### Document extract

□ □ □ □ □ □ □

How to deal with failures and rejections?

When we try something new, we are ought to fail. This is true that failure is a part of life. A failure is not even a failure when you learn from it and grow from it. Success and failure are nothing but states of mind. Life is an unfair game, we need to learn how to deal with failures and rejections if we are to get somewhere. Let's begin with a short story.



At age sixty-seven, Thomas Edison returned home early one evening from his work for dinner with his family. He was then America’s most famous inventor, enjoying his eminence and financial success. But this tranquility was threatened permanently that evening when, as he finished eating, a man came rushing into his house with urgent news: A fire had broken out at Edison’s research and production campus a few miles away.

Fire engines from eight nearby towns rushed to the scene, but they could not contain the blaze. Fueled by the strange chemicals in the various buildings, green and yellow flames shot up six and seven stories, threatening to destroy the empire Edison had spent his life building.

Edison calmly but quickly made his way to the fire, through the now hundreds of onlookers and devastated employees. Finding his son standing at the scene, Edison would utter these famous words: “Go get your mother and all her friends. They’ll never see a fire like this again.”

What?!

Don’t worry, Edison calmed him. “It’s all right. We’ve just got rid of a lot of rubbish.”

That’s a pretty amazing reaction. Insane even.

Years and years of priceless records, prototypes, and research were turned to ash. The buildings, which had been made of what was supposedly fire-proofed concrete, had been insured for only a fraction of their worth. 

Yet despair was not the reaction that Edison turned to. He did not weep. He did not rage. He did not throw himself into the flames.

Instead, he got to work. He told a reporter the next day that he wasn’t too old to make a fresh start, “I’ve been through a lot of things like this.

The fire that destroyed his life’s work actually invigorated him.

□ □ □ □ □ □ □

### Entries
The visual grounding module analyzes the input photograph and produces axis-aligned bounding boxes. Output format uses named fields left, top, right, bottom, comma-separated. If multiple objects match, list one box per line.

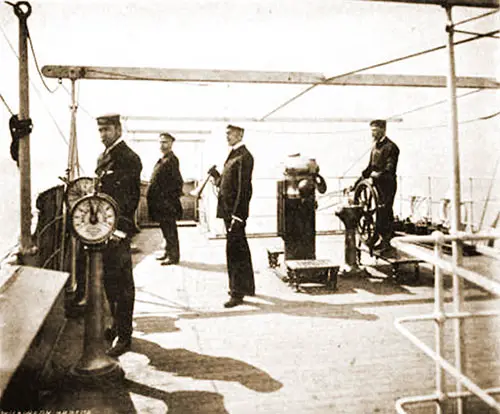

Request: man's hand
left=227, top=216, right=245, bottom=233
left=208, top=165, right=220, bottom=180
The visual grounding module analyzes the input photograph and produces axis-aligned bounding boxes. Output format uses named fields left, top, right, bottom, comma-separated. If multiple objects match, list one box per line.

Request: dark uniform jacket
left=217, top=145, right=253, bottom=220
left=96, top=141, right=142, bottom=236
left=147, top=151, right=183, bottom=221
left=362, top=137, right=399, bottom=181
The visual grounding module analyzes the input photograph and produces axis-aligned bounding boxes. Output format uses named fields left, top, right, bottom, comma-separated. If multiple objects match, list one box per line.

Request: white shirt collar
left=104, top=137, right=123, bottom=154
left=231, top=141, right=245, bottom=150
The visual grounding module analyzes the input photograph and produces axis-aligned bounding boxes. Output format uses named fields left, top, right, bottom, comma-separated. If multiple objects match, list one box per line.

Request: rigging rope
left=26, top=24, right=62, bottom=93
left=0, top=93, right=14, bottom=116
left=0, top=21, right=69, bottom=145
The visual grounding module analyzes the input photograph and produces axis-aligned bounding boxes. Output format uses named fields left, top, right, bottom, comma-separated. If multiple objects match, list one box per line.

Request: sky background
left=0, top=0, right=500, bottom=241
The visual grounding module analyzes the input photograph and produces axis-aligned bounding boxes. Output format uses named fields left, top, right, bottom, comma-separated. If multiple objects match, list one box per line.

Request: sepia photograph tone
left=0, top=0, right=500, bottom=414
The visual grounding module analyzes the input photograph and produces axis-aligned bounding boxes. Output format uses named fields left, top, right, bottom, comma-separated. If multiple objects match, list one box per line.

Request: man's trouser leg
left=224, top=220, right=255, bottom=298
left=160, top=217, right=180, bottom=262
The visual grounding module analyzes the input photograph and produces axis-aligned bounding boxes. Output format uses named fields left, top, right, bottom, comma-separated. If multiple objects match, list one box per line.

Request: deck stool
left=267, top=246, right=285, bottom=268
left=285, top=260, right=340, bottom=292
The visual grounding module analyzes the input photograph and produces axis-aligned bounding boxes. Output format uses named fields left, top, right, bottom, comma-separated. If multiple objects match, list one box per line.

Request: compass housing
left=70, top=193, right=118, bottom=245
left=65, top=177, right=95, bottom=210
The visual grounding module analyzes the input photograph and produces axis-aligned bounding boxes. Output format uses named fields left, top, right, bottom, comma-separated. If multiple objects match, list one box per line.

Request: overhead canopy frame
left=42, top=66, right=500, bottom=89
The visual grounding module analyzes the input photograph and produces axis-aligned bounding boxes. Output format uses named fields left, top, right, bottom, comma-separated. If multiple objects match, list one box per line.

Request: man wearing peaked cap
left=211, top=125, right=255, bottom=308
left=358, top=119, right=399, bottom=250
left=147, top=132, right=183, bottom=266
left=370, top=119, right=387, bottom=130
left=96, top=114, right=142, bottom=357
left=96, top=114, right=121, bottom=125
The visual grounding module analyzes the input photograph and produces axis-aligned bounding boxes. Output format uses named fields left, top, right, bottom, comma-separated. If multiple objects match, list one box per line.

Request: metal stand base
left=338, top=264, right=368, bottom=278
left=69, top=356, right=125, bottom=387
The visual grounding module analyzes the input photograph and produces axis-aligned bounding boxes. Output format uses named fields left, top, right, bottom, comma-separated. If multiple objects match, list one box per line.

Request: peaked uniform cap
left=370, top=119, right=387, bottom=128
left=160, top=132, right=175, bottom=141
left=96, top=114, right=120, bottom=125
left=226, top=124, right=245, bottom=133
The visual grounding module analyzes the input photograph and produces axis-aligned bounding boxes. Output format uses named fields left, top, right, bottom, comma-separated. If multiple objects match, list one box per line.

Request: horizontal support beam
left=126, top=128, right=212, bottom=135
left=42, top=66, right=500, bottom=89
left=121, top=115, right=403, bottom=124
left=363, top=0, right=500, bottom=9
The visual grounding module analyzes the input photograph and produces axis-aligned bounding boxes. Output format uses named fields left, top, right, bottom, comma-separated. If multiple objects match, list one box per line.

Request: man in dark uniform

□ □ □ □ □ □ □

### Set exercise A
According to the passage on dealing with failure, how many nearby towns sent fire engines to the blaze at Edison's campus?
### Set exercise B
Translate this sentence from the passage on dealing with failure into Spanish: "The fire that destroyed his life's work actually invigorated him."
The material has no connection to the passage on dealing with failure.

### Exercise result A
Eight

### Exercise result B
El incendio que destruyó la obra de su vida en realidad lo revitalizó.